— start of Text to read —

A major amendment concerning employment contracts made to the provisions of the Labour Code is scheduled to come into effect on 22 February 2016. The key modification is to restrict the number of employment contract types to three (instead of four as it is now). Namely, the new wording of Art. 25 of the Labour Code introduced under the amendment act provides for the following types of contracts: an employment contract for an indefinite term, a contract for a definite term, and a trial period contract. As we can see, the legislators have eliminated a temporary employment contract for the duration of a specific job (umowa na czas wykonywania określonej pracy).

Furthermore, the amendment act defines in greater detail the rules for concluding trial period employment contracts. Art. 25 § 2 of the Labour Code in its wording to come into effect on 22 February 2016 expressly stipulates that contracts of this type are entered into for the purpose of testing an employee’s qualifications and ascertaining their possible engagement to perform a specific type of work. In principle, such contracts may be concluded only once. However, if an employee were to be hired again to perform another type of work, such new engagement could also be preceded by the conclusion of another employment contract for a trial period. Following the trial period, which must not exceed three months, a definite term contract or a contract for an indefinite term may be entered into. The option of concluding a trial period contract is also available if there has been a three-year interruption in employment with the employer in question.

— end of Text to read —
— start of Supplied entries —

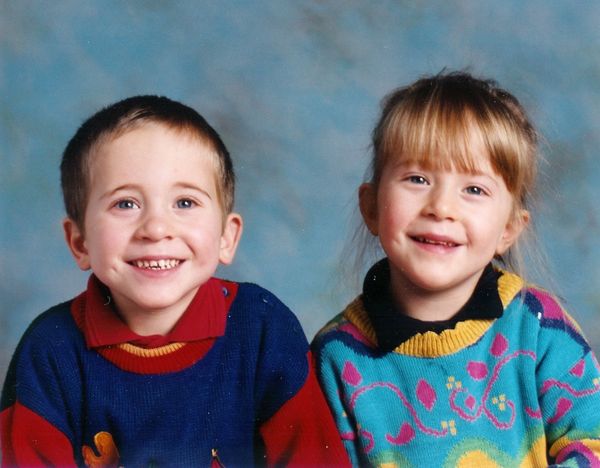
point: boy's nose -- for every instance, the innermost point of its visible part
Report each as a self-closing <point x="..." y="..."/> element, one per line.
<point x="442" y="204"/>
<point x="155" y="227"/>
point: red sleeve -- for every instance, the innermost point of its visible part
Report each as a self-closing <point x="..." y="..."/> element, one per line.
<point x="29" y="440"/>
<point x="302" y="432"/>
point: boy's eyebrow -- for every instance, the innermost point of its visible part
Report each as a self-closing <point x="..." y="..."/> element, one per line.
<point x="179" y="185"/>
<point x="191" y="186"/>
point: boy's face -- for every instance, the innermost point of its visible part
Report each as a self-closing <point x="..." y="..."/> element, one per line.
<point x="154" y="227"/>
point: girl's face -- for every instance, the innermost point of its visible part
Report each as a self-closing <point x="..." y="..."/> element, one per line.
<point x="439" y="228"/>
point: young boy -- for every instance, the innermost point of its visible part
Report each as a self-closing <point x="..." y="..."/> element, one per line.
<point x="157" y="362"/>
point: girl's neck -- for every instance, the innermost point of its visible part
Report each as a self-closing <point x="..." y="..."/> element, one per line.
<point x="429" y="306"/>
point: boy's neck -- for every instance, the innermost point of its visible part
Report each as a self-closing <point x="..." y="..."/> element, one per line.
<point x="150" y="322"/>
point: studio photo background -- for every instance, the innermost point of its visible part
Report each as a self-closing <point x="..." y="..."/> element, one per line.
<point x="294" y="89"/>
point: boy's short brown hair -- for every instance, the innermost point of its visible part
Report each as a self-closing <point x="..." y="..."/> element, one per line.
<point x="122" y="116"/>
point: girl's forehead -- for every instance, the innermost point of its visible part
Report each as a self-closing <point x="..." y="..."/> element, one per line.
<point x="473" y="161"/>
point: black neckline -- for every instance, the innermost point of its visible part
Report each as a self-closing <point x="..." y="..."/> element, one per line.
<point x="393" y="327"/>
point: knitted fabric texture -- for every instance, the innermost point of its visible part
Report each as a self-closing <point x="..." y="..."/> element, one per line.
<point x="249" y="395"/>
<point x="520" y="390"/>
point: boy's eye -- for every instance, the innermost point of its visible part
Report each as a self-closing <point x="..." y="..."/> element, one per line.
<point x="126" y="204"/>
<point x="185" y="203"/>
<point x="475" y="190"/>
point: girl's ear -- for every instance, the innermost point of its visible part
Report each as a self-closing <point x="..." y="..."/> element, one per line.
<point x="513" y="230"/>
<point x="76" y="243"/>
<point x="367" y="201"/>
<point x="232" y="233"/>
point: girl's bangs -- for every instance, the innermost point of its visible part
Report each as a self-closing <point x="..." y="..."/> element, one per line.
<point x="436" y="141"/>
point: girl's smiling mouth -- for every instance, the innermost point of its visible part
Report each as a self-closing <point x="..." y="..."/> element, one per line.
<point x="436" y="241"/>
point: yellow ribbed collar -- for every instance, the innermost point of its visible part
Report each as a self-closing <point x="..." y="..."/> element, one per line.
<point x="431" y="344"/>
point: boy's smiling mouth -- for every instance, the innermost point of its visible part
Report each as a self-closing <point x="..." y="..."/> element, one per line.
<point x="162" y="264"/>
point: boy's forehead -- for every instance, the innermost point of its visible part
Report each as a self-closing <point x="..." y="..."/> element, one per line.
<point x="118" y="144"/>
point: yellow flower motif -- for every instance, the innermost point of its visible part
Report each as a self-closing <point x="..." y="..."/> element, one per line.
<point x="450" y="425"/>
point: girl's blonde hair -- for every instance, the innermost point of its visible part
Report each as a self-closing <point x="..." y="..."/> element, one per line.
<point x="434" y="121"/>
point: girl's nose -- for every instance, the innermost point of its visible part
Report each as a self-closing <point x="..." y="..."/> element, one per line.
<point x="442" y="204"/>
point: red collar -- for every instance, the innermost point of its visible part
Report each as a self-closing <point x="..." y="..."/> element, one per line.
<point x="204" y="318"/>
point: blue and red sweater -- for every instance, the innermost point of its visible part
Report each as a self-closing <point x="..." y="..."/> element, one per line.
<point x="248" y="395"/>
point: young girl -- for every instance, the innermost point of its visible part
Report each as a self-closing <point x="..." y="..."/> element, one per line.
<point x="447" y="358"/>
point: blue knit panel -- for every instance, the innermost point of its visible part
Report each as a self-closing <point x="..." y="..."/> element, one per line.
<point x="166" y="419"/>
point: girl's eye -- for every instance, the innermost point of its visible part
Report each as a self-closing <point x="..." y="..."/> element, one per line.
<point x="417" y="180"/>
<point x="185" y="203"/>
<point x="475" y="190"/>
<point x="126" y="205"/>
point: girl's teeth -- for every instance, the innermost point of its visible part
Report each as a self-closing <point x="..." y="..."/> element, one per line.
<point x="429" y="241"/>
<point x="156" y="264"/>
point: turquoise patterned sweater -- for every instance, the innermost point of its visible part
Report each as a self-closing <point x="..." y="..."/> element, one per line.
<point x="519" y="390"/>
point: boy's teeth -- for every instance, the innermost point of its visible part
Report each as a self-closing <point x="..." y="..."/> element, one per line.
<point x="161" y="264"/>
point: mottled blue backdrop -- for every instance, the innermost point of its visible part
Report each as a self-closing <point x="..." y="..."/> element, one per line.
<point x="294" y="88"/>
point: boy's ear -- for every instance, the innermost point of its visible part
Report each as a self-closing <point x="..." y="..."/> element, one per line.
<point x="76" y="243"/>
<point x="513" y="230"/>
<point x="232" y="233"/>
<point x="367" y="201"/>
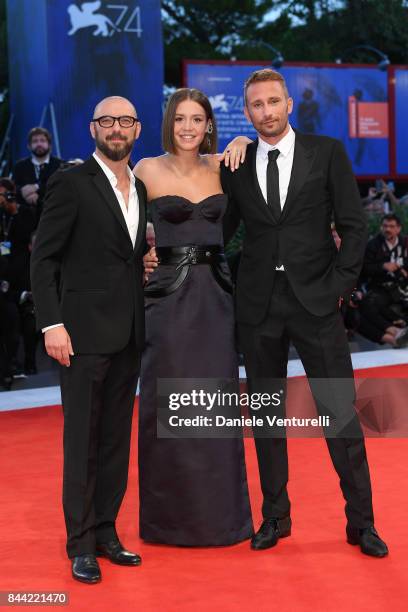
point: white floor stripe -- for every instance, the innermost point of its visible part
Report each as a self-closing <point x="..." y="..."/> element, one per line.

— end of Supplied entries —

__Challenge__
Reproduce the entire passage on the 2016 amendment to the Labour Code concerning employment contracts, word for word.

__Complete answer__
A major amendment concerning employment contracts made to the provisions of the Labour Code is scheduled to come into effect on 22 February 2016. The key modification is to restrict the number of employment contract types to three (instead of four as it is now). Namely, the new wording of Art. 25 of the Labour Code introduced under the amendment act provides for the following types of contracts: an employment contract for an indefinite term, a contract for a definite term, and a trial period contract. As we can see, the legislators have eliminated a temporary employment contract for the duration of a specific job (umowa na czas wykonywania określonej pracy).

Furthermore, the amendment act defines in greater detail the rules for concluding trial period employment contracts. Art. 25 § 2 of the Labour Code in its wording to come into effect on 22 February 2016 expressly stipulates that contracts of this type are entered into for the purpose of testing an employee’s qualifications and ascertaining their possible engagement to perform a specific type of work. In principle, such contracts may be concluded only once. However, if an employee were to be hired again to perform another type of work, such new engagement could also be preceded by the conclusion of another employment contract for a trial period. Following the trial period, which must not exceed three months, a definite term contract or a contract for an indefinite term may be entered into. The option of concluding a trial period contract is also available if there has been a three-year interruption in employment with the employer in question.